--- EXCERPT ---
Velan Inc.
TSX : VLN

Velan Inc.

January 10, 2007 15:46 ET

Velan Inc. Reports its 2nd Quarter 2006/2007 Financial Results

MONTREAL, QUEBEC--(CCNMatthews - Jan. 10, 2007) - Velan inc. (TSX:VLN)

Revenues for the second quarter reached $101.5 million, a 7.0% increase over the same quarter last year when the company recorded sales of $94.9 million. Net earnings for the quarter of $4.8 million, or $0.22 per share, compared to net earnings of $2.1 million, or $0.10 per share, in the prior year. For the six months ended November 30, 2006, net earnings amounted to $5.7 million, or $0.26 per share, versus net earnings of $3.6 million, or $0.16 per share, in the prior year.
--- DATASET ENTRIES ---
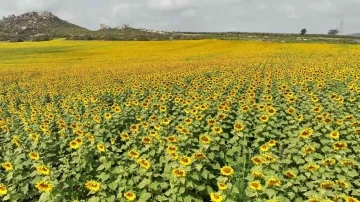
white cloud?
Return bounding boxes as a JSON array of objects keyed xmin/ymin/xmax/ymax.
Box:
[{"xmin": 0, "ymin": 0, "xmax": 360, "ymax": 33}]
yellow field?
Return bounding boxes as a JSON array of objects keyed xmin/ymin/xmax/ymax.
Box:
[{"xmin": 0, "ymin": 40, "xmax": 360, "ymax": 202}]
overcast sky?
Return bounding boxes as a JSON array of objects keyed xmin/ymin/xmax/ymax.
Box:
[{"xmin": 0, "ymin": 0, "xmax": 360, "ymax": 34}]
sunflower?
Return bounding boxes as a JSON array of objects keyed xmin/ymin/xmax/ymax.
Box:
[
  {"xmin": 329, "ymin": 130, "xmax": 340, "ymax": 139},
  {"xmin": 29, "ymin": 133, "xmax": 39, "ymax": 142},
  {"xmin": 210, "ymin": 193, "xmax": 224, "ymax": 202},
  {"xmin": 69, "ymin": 140, "xmax": 80, "ymax": 149},
  {"xmin": 141, "ymin": 136, "xmax": 152, "ymax": 144},
  {"xmin": 302, "ymin": 146, "xmax": 316, "ymax": 155},
  {"xmin": 36, "ymin": 165, "xmax": 50, "ymax": 175},
  {"xmin": 35, "ymin": 181, "xmax": 53, "ymax": 193},
  {"xmin": 335, "ymin": 180, "xmax": 349, "ymax": 189},
  {"xmin": 193, "ymin": 152, "xmax": 206, "ymax": 160},
  {"xmin": 261, "ymin": 154, "xmax": 276, "ymax": 163},
  {"xmin": 312, "ymin": 106, "xmax": 322, "ymax": 113},
  {"xmin": 124, "ymin": 191, "xmax": 136, "ymax": 201},
  {"xmin": 300, "ymin": 128, "xmax": 313, "ymax": 139},
  {"xmin": 340, "ymin": 159, "xmax": 355, "ymax": 166},
  {"xmin": 287, "ymin": 107, "xmax": 296, "ymax": 114},
  {"xmin": 120, "ymin": 133, "xmax": 130, "ymax": 141},
  {"xmin": 166, "ymin": 145, "xmax": 178, "ymax": 153},
  {"xmin": 128, "ymin": 149, "xmax": 140, "ymax": 159},
  {"xmin": 266, "ymin": 107, "xmax": 276, "ymax": 116},
  {"xmin": 304, "ymin": 164, "xmax": 320, "ymax": 171},
  {"xmin": 154, "ymin": 124, "xmax": 161, "ymax": 130},
  {"xmin": 169, "ymin": 152, "xmax": 179, "ymax": 160},
  {"xmin": 234, "ymin": 122, "xmax": 245, "ymax": 131},
  {"xmin": 267, "ymin": 140, "xmax": 276, "ymax": 147},
  {"xmin": 266, "ymin": 177, "xmax": 281, "ymax": 187},
  {"xmin": 322, "ymin": 158, "xmax": 336, "ymax": 166},
  {"xmin": 199, "ymin": 135, "xmax": 211, "ymax": 144},
  {"xmin": 332, "ymin": 142, "xmax": 347, "ymax": 150},
  {"xmin": 172, "ymin": 168, "xmax": 186, "ymax": 177},
  {"xmin": 75, "ymin": 137, "xmax": 84, "ymax": 145},
  {"xmin": 345, "ymin": 196, "xmax": 359, "ymax": 202},
  {"xmin": 1, "ymin": 161, "xmax": 13, "ymax": 171},
  {"xmin": 85, "ymin": 133, "xmax": 95, "ymax": 142},
  {"xmin": 251, "ymin": 156, "xmax": 265, "ymax": 165},
  {"xmin": 160, "ymin": 118, "xmax": 170, "ymax": 125},
  {"xmin": 0, "ymin": 184, "xmax": 7, "ymax": 196},
  {"xmin": 260, "ymin": 144, "xmax": 269, "ymax": 152},
  {"xmin": 179, "ymin": 156, "xmax": 191, "ymax": 166},
  {"xmin": 207, "ymin": 119, "xmax": 216, "ymax": 126},
  {"xmin": 29, "ymin": 152, "xmax": 40, "ymax": 160},
  {"xmin": 96, "ymin": 144, "xmax": 105, "ymax": 152},
  {"xmin": 320, "ymin": 180, "xmax": 335, "ymax": 189},
  {"xmin": 259, "ymin": 115, "xmax": 269, "ymax": 123},
  {"xmin": 284, "ymin": 170, "xmax": 296, "ymax": 179},
  {"xmin": 85, "ymin": 180, "xmax": 101, "ymax": 192},
  {"xmin": 240, "ymin": 105, "xmax": 250, "ymax": 113},
  {"xmin": 149, "ymin": 131, "xmax": 158, "ymax": 137},
  {"xmin": 104, "ymin": 113, "xmax": 111, "ymax": 120},
  {"xmin": 130, "ymin": 124, "xmax": 139, "ymax": 133},
  {"xmin": 184, "ymin": 117, "xmax": 192, "ymax": 125},
  {"xmin": 307, "ymin": 197, "xmax": 322, "ymax": 202},
  {"xmin": 159, "ymin": 106, "xmax": 166, "ymax": 112},
  {"xmin": 180, "ymin": 128, "xmax": 190, "ymax": 135},
  {"xmin": 138, "ymin": 159, "xmax": 151, "ymax": 170},
  {"xmin": 211, "ymin": 126, "xmax": 223, "ymax": 134},
  {"xmin": 110, "ymin": 138, "xmax": 115, "ymax": 144},
  {"xmin": 217, "ymin": 182, "xmax": 228, "ymax": 190},
  {"xmin": 220, "ymin": 166, "xmax": 234, "ymax": 176},
  {"xmin": 166, "ymin": 135, "xmax": 179, "ymax": 143},
  {"xmin": 249, "ymin": 181, "xmax": 262, "ymax": 191},
  {"xmin": 251, "ymin": 170, "xmax": 265, "ymax": 178}
]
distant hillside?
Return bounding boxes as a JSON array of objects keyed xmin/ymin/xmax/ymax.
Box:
[
  {"xmin": 349, "ymin": 33, "xmax": 360, "ymax": 37},
  {"xmin": 0, "ymin": 11, "xmax": 175, "ymax": 42},
  {"xmin": 0, "ymin": 11, "xmax": 360, "ymax": 44},
  {"xmin": 0, "ymin": 11, "xmax": 88, "ymax": 35}
]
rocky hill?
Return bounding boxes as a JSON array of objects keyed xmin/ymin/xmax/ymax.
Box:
[
  {"xmin": 0, "ymin": 11, "xmax": 87, "ymax": 35},
  {"xmin": 0, "ymin": 11, "xmax": 179, "ymax": 42}
]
---
OBJECTIVE: Pick up the Velan Inc. quarterly earnings release, shown above the listing, and continue it from its last sentence.

WRITTEN RESPONSE:
The gross profit of the second quarter of $28.4 million, or 28.0% of sales, compares favourably to the $25.0 million, or 26.3% of sales, recorded last year. This was due to a combination of factors such as an increased volume of production, select price increases and a slight improvement in product mix. This more than offset the rising steel and other material costs. The gross profit for the six months amounted to $47.8 million, or 26.4% of sales, this year compared to the $48.3 million, or 27.9% of sales, experienced last year. The slightly lower year to date margin is due to the lower first quarter results. An unfavourable product mix coupled with only a marginal increase in volume were the main reasons for the lower margins in the first quarter.

Although the Company reports in Canadian dollars, a majority of its sales is in US dollars. Based on average exchange rates the Canadian dollar strengthened against the US dollar 4.6% and 6.8% for the three and six months respectively, which negatively impacted its sales as reported in Canadian dollars. However, as a result of the weakening of the Canadian dollar based on period end rates, the Company recorded an unrealized gain during the quarter of $1.0 million on consolidation of its integrated foreign subsidiaries compared to a $1.2 million loss during the same quarter last year, and a $1.1 million gain versus a $2.9 million loss during the equivalent six month periods.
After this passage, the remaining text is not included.